▶ TEXTO DE LEITURA
Nesta semana, trataremos dos precedentes do
Carf acerca da contribuição previdenciária sobre lucros distribuídos
antecipadamente aos sócios ou acionistas, isto é, a questões tributárias
controversas de contribuição previdenciária relativas aos lucros distribuídos
antes do encerramento do ano-calendário.
Como regra geral, a distribuição de lucros
ou dividendos configura uma forma de remuneração do capital investido, não
tendo ligação com a existência ou não de uma relação de trabalho entre a
sociedade e seu sócio.
Assim, a princípio, não haveria que se
falar em incidência de contribuição previdenciária sobre valores distribuídos
aos sócios a título de lucros.
Vale notar que a contribuição
previdenciária patronal possui previsão legal específica no artigo 22 da Lei n.
8.212/91[2], que estabelece a incidência de contribuição
de 20% sobre o total das remunerações pagas, devidas ou creditadas a qualquer
título, durante o mês, aos segurados empregados e trabalhadores avulsos que lhe
prestem serviços, destinadas a retribuir o trabalho.

▶ TAREFA PROPOSTA
Transcreva sem alterações o trecho do texto sobre contribuição previdenciária e lucros distribuídos, começando em "Nesta semana, trataremos" e terminando em "encerramento do ano-calendário.".

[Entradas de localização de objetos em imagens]

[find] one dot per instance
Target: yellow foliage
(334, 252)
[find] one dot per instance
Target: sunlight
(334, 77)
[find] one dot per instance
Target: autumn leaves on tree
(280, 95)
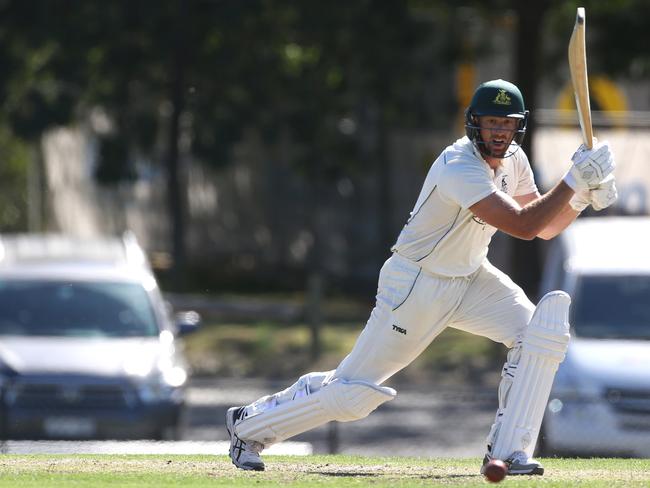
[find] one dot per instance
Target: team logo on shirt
(504, 184)
(478, 221)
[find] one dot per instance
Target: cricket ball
(495, 470)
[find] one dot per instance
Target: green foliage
(15, 157)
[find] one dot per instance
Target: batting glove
(605, 195)
(581, 200)
(590, 167)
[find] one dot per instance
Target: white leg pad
(543, 348)
(339, 400)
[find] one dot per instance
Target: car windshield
(75, 309)
(612, 307)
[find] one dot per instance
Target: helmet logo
(502, 98)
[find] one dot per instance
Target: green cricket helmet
(498, 98)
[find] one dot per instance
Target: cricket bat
(578, 68)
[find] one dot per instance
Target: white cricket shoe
(518, 463)
(244, 455)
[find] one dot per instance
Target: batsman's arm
(528, 221)
(560, 222)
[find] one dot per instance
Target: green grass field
(44, 471)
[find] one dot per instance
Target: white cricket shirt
(441, 234)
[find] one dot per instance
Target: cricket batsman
(439, 276)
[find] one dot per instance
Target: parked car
(88, 348)
(600, 402)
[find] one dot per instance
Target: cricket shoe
(518, 463)
(244, 455)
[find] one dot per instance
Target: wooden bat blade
(578, 68)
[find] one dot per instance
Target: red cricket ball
(495, 470)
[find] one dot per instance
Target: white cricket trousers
(414, 306)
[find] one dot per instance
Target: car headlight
(156, 382)
(162, 385)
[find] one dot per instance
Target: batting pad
(543, 348)
(339, 400)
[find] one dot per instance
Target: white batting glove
(590, 167)
(606, 194)
(581, 200)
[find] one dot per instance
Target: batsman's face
(497, 133)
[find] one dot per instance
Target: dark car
(88, 349)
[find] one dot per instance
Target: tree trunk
(176, 182)
(526, 265)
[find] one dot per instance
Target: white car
(87, 345)
(600, 402)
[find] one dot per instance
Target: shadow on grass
(354, 474)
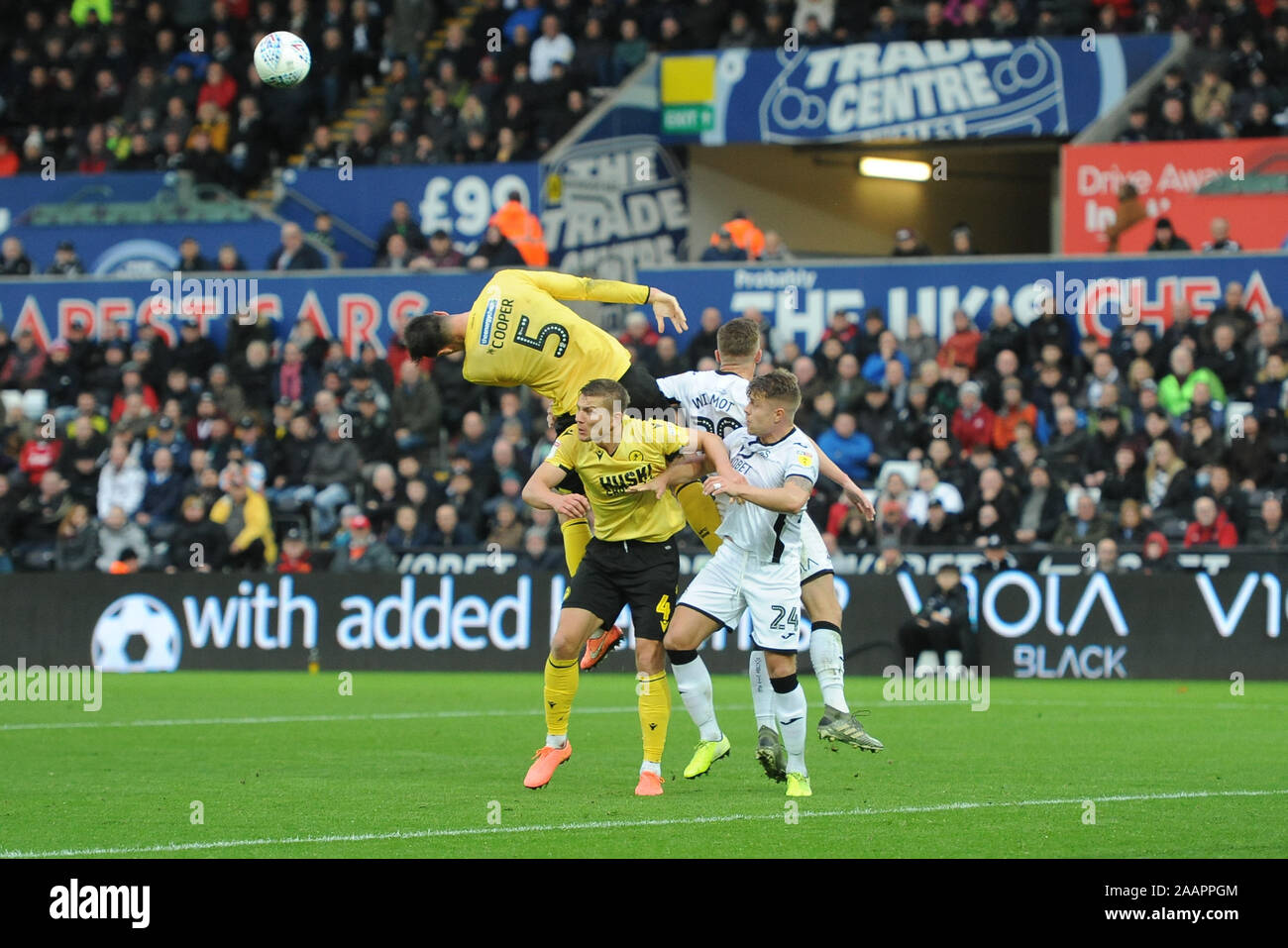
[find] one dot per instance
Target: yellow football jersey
(519, 334)
(644, 453)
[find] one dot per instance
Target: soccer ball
(137, 633)
(282, 59)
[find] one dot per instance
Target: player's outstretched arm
(853, 492)
(679, 472)
(666, 307)
(539, 492)
(787, 498)
(712, 446)
(566, 286)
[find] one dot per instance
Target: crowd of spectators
(1234, 82)
(140, 451)
(143, 85)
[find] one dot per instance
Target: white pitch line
(631, 708)
(316, 719)
(629, 823)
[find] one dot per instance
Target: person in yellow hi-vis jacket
(244, 513)
(518, 333)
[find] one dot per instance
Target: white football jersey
(768, 535)
(711, 401)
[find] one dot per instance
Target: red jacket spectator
(523, 230)
(38, 456)
(746, 236)
(975, 428)
(1220, 532)
(219, 88)
(150, 398)
(295, 565)
(958, 350)
(1006, 420)
(9, 162)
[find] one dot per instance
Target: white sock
(827, 653)
(761, 691)
(791, 710)
(694, 682)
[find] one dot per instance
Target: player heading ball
(632, 561)
(756, 569)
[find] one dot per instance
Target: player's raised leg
(769, 745)
(790, 708)
(688, 630)
(827, 655)
(655, 706)
(561, 687)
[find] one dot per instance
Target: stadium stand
(1090, 445)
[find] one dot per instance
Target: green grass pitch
(281, 764)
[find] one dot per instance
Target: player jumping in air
(715, 401)
(632, 561)
(518, 333)
(756, 569)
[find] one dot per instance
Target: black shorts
(644, 576)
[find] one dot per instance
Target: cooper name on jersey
(494, 324)
(614, 484)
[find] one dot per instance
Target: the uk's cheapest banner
(799, 298)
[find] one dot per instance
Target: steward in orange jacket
(523, 230)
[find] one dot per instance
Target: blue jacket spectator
(849, 447)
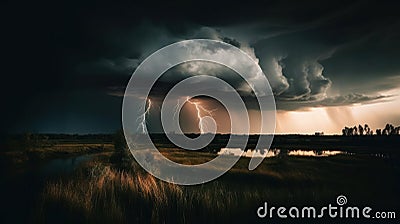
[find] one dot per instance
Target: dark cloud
(314, 54)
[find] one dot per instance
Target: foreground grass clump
(106, 194)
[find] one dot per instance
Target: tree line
(366, 130)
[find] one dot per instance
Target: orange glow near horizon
(331, 120)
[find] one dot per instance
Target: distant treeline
(366, 130)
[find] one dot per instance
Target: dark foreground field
(75, 181)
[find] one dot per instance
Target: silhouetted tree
(367, 130)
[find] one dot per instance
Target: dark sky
(66, 63)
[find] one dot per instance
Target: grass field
(105, 189)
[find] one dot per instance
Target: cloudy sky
(329, 65)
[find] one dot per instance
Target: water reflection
(276, 152)
(313, 153)
(249, 153)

▶ RESULTADO DA TAREFA
Nesta semana, trataremos dos precedentes do
Carf acerca da contribuição previdenciária sobre lucros distribuídos
antecipadamente aos sócios ou acionistas, isto é, a questões tributárias
controversas de contribuição previdenciária relativas aos lucros distribuídos
antes do encerramento do ano-calendário.